=== WHAT IS EXPECTED ===
Find and copy each line of the data that includes "instance".

**** EXTRACTED ENTRIES ****

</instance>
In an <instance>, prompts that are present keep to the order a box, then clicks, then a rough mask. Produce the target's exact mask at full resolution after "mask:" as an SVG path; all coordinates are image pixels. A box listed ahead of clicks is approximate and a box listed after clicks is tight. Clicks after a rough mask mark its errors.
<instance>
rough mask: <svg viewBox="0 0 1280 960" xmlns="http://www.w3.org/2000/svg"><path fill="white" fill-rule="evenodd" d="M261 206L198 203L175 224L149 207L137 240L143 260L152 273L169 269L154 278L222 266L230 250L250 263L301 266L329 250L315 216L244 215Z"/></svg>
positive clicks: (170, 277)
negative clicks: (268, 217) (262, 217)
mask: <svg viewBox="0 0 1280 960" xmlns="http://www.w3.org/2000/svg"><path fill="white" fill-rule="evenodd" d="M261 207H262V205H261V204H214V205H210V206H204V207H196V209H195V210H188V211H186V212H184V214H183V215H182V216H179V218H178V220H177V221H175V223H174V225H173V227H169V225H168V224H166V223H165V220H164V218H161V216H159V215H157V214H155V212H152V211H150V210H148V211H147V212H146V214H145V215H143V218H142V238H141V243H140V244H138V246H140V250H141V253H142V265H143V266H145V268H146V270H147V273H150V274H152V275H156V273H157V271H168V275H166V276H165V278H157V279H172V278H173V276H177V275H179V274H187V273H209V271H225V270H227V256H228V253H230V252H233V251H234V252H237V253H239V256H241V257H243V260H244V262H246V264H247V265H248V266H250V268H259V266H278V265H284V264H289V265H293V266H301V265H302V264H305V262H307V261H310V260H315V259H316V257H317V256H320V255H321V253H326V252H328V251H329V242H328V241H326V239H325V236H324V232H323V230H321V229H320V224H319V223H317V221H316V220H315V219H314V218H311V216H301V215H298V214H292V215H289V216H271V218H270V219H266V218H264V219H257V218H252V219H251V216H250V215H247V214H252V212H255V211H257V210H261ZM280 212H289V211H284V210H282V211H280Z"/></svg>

****

=== COMPLETED TASK ===
</instance>
In an <instance>, prompts that are present keep to the order a box, then clicks, then a rough mask. Produce the target's exact mask at full resolution after "mask:" as an SVG path; all coordinates are image pixels. A box listed ahead of clicks is approximate and a box listed after clicks is tight. Clicks after a rough mask mark its errors.
<instance>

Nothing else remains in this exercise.